● Problem:
Copy out all of the entries below word for word, leaving out the pictures.
--- begin Entries shown ---
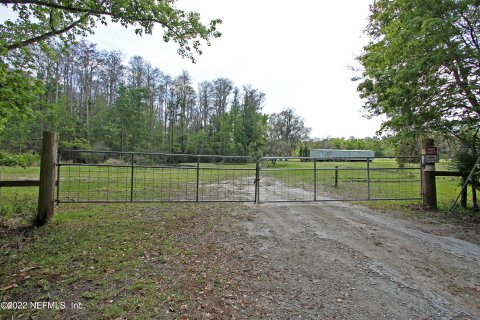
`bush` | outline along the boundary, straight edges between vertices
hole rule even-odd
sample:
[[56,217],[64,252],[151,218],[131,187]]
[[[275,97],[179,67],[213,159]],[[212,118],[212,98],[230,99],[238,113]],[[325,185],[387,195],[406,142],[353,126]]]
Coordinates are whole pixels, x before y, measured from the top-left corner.
[[10,154],[0,151],[0,166],[6,167],[31,167],[38,165],[40,156],[33,153]]

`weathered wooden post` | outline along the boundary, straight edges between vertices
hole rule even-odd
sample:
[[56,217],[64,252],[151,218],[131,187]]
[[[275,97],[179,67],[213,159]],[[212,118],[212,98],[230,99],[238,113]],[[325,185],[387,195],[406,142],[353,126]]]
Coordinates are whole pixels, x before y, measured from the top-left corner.
[[53,217],[55,208],[55,165],[58,150],[58,133],[43,132],[40,160],[40,187],[38,189],[37,226]]
[[422,199],[423,205],[430,210],[437,209],[437,188],[435,184],[435,162],[437,148],[433,139],[425,139],[422,144]]
[[338,187],[338,166],[335,166],[335,188]]

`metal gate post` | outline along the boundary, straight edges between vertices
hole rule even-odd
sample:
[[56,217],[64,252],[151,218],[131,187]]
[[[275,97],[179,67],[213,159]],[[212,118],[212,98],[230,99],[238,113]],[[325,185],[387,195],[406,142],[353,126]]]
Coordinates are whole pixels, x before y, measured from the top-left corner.
[[131,162],[131,174],[130,174],[130,202],[133,202],[133,180],[134,180],[134,171],[135,171],[135,168],[134,168],[134,164],[133,164],[133,158],[134,158],[134,154],[132,153],[132,156],[130,157],[130,162]]
[[367,158],[367,199],[370,200],[370,158]]
[[197,157],[197,181],[195,187],[195,202],[198,202],[198,186],[200,185],[200,156]]
[[313,159],[313,201],[317,201],[317,159]]
[[256,159],[255,164],[255,202],[260,203],[260,159]]

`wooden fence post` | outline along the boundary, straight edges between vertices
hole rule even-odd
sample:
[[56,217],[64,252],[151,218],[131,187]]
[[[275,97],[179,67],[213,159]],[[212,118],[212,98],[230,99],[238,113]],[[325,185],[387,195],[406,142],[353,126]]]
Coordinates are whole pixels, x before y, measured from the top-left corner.
[[422,199],[423,205],[430,210],[437,209],[437,188],[435,184],[435,162],[430,163],[426,161],[426,150],[427,147],[433,147],[434,145],[433,139],[425,139],[422,144]]
[[40,187],[38,189],[37,226],[53,217],[55,208],[55,165],[57,161],[58,133],[43,132],[40,161]]

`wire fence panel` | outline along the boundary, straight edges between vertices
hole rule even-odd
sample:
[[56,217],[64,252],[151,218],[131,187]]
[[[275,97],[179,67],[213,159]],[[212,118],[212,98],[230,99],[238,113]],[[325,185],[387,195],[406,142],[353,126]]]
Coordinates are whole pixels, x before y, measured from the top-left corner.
--- end Entries shown ---
● Solution to the exercise:
`bush` | outline along the boundary, straight edges between vertices
hole rule even-odd
sample:
[[56,217],[64,252],[151,218],[131,187]]
[[[275,97],[179,67],[213,159]],[[212,118],[212,98],[230,99],[238,113]],[[325,185],[387,195],[406,142],[353,126]]]
Coordinates are whole pixels, x before y, measured from the top-left corner.
[[10,154],[0,151],[0,166],[6,167],[31,167],[38,165],[40,156],[33,153]]

`weathered wooden post` | outline along the boundary, straight edges between vertices
hole rule even-odd
sample:
[[56,217],[64,252],[151,218],[131,187]]
[[[275,97],[179,67],[213,159]],[[212,118],[212,98],[230,99],[238,113]],[[325,185],[387,195],[406,142],[353,126]]]
Coordinates are whole pixels, x before y, measured from the top-left corner.
[[53,217],[55,208],[55,165],[58,150],[58,133],[43,132],[40,160],[40,187],[38,189],[37,226]]
[[422,199],[423,205],[430,210],[437,209],[437,188],[435,184],[435,162],[437,148],[433,139],[425,139],[422,144]]
[[338,187],[338,166],[335,166],[335,188]]

`metal gate post` | outline along the boundary, straight edges between vertices
hole rule even-odd
sample:
[[56,217],[64,252],[151,218],[131,187]]
[[[275,97],[179,67],[213,159]],[[212,118],[212,98],[230,99],[238,113]],[[325,185],[387,195],[406,142],[353,126]]]
Coordinates are whole pixels, x before y, measured from the top-left corner.
[[131,162],[131,174],[130,174],[130,202],[133,202],[133,180],[134,180],[134,171],[135,171],[135,168],[134,168],[134,164],[133,164],[133,158],[134,158],[134,154],[132,153],[132,156],[130,157],[130,162]]
[[367,158],[367,199],[370,200],[370,158]]
[[197,157],[197,181],[195,187],[195,202],[198,202],[198,186],[200,185],[200,156]]
[[313,159],[313,201],[317,201],[317,159]]
[[256,159],[255,164],[255,202],[260,203],[260,159]]

`wooden fence post` | outline along the boundary, straight edges between vertices
hole rule even-odd
sample:
[[56,217],[64,252],[151,218],[131,187]]
[[[275,97],[179,67],[213,159]],[[212,118],[212,98],[230,99],[238,113]],[[325,185],[387,195],[406,142],[353,126]]]
Coordinates are whole pixels, x before y, measured from the top-left corner.
[[422,199],[423,205],[430,210],[437,209],[437,188],[435,184],[435,162],[430,163],[426,161],[426,150],[427,147],[433,147],[434,145],[433,139],[425,139],[422,144]]
[[40,187],[38,189],[37,226],[53,217],[55,208],[55,165],[57,161],[58,133],[43,132],[40,161]]

`wire fence panel` | outline along the boundary, straight edges between vertices
hole rule even-odd
sample:
[[56,217],[64,252],[151,218],[131,187]]
[[[275,97],[179,67],[213,159]],[[212,118],[212,98],[230,99],[238,113]],[[325,185],[387,195],[406,142],[353,126]]]
Coordinates are whole pixels, x before y, measured from the top-left corner.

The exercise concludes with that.